Given task: Find each line below that contains the string "blurred" and copy it out. Case counts.

Records excerpted from a collection
_ _ _ _ _

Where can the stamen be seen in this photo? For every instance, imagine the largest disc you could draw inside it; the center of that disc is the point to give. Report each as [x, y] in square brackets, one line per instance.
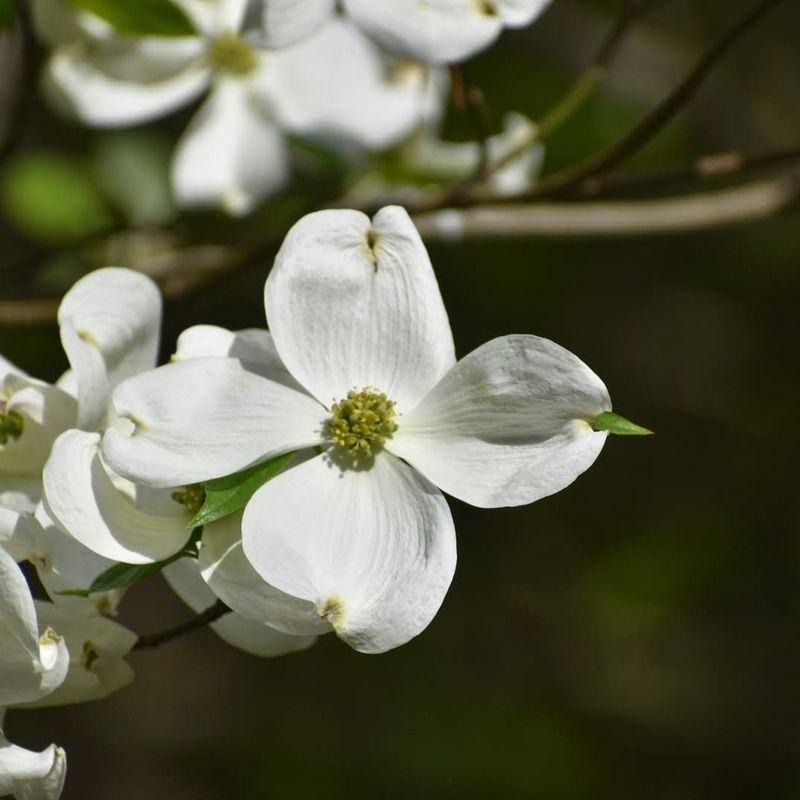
[191, 497]
[11, 426]
[232, 55]
[362, 422]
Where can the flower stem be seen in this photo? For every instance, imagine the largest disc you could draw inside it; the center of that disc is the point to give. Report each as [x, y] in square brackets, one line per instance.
[211, 614]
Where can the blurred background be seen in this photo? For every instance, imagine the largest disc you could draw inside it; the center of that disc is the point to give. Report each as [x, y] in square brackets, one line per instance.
[634, 636]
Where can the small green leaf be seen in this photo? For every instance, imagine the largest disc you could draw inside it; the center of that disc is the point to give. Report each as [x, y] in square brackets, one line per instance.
[51, 197]
[121, 576]
[229, 494]
[140, 17]
[8, 13]
[614, 423]
[132, 168]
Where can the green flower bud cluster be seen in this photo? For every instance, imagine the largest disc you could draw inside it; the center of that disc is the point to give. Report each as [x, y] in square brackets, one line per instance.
[11, 426]
[232, 55]
[191, 497]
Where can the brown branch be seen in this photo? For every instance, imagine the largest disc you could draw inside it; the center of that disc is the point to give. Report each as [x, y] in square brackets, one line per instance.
[212, 614]
[696, 212]
[708, 167]
[660, 116]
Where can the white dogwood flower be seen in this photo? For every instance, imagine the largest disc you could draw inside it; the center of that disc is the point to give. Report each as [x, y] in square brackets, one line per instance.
[110, 323]
[433, 31]
[31, 665]
[28, 775]
[32, 414]
[97, 648]
[335, 84]
[361, 531]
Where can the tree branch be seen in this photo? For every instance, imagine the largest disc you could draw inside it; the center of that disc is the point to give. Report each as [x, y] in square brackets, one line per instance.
[212, 614]
[734, 206]
[660, 116]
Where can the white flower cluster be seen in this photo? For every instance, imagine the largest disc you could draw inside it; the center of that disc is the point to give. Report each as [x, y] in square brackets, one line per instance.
[337, 431]
[361, 78]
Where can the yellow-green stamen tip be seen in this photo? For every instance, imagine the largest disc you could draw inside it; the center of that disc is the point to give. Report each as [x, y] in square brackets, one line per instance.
[232, 55]
[191, 497]
[11, 426]
[362, 422]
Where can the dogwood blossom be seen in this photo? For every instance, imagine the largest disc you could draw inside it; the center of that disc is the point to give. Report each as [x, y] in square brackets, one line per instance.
[32, 414]
[361, 531]
[27, 775]
[434, 31]
[335, 84]
[110, 322]
[31, 666]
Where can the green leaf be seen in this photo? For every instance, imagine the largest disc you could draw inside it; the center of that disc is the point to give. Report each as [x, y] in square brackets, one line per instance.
[229, 494]
[614, 423]
[132, 168]
[51, 197]
[140, 17]
[8, 14]
[122, 576]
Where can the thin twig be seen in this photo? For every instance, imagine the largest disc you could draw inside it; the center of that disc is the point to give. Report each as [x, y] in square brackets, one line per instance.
[212, 614]
[742, 204]
[660, 116]
[584, 86]
[707, 167]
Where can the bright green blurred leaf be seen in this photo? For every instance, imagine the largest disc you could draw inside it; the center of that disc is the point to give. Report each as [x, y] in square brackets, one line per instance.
[132, 167]
[140, 17]
[614, 423]
[229, 494]
[51, 197]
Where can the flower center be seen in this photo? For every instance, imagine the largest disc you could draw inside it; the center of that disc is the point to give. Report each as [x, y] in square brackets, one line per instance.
[362, 422]
[232, 55]
[191, 497]
[11, 425]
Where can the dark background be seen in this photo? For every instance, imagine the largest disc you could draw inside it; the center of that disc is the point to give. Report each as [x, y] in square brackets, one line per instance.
[635, 635]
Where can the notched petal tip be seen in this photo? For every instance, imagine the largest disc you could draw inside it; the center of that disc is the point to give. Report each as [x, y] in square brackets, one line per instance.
[333, 611]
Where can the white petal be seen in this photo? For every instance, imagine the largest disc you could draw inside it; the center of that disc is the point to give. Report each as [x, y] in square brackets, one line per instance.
[509, 424]
[232, 156]
[353, 304]
[137, 81]
[97, 648]
[231, 577]
[288, 21]
[436, 31]
[31, 666]
[63, 563]
[19, 531]
[17, 612]
[337, 85]
[116, 313]
[253, 347]
[20, 493]
[206, 418]
[374, 549]
[91, 378]
[518, 13]
[246, 634]
[46, 411]
[88, 502]
[218, 16]
[28, 775]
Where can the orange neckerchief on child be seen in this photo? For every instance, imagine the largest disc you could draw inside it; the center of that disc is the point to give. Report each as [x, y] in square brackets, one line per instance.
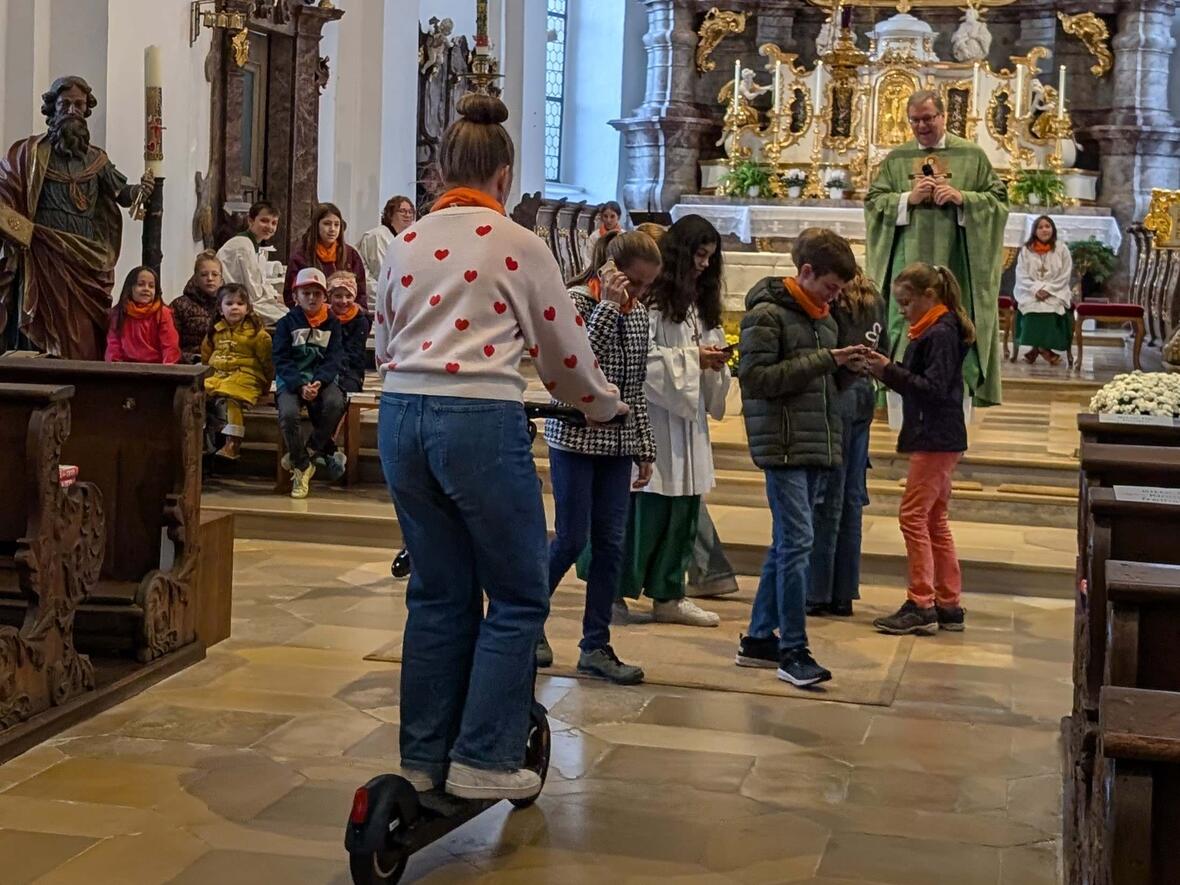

_ _ _ _ _

Exercise answer:
Where can the blurred background be seen in this photo? For every instance, imagine the largest disc you could draw inside it; the center of that disc is the point to give. Report each as [x, y] in square brackets, one line per instance.
Where can the bright green blurred leaf be seen in this photo? For every instance, imagine the largest disc you could draw inside it; the center of that disc is the point to give. Report each as [x, y] in square brackets, one line per instance.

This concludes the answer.